(Location identification items)

==========

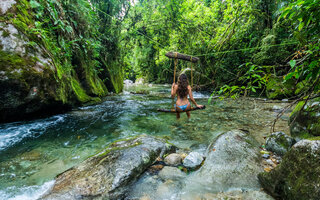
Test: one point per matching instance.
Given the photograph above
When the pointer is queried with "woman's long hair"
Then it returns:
(183, 86)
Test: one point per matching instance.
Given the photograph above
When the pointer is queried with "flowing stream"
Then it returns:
(32, 153)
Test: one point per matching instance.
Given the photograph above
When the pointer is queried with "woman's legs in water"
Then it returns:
(188, 108)
(178, 115)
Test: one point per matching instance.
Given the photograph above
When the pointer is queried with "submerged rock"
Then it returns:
(279, 143)
(298, 176)
(232, 161)
(173, 159)
(107, 174)
(171, 173)
(305, 121)
(232, 195)
(193, 160)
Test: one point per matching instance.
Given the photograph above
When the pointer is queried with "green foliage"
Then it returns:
(76, 38)
(216, 31)
(253, 79)
(305, 16)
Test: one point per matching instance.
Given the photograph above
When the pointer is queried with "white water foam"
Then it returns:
(26, 193)
(13, 133)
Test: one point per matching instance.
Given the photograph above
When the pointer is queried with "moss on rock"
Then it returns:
(298, 176)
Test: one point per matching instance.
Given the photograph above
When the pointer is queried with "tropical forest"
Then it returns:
(160, 99)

==========

» **WHAT IS REQUIRED**
Please pick out and copy every line of the records above that contains the word "pointer". Case counts.

» **RESULT OF THIS TASK**
When the pointer is queried with "woman's long hair"
When the pointer is queried with "flowing stream"
When the pointer is queried with "woman's legs in water"
When the pointer is queried with "submerged rock"
When the pointer is queried with "green foliage"
When the pointer is queried with "white water foam"
When the pointer is queried with "moss on rock"
When the pointer is queried with "tropical forest"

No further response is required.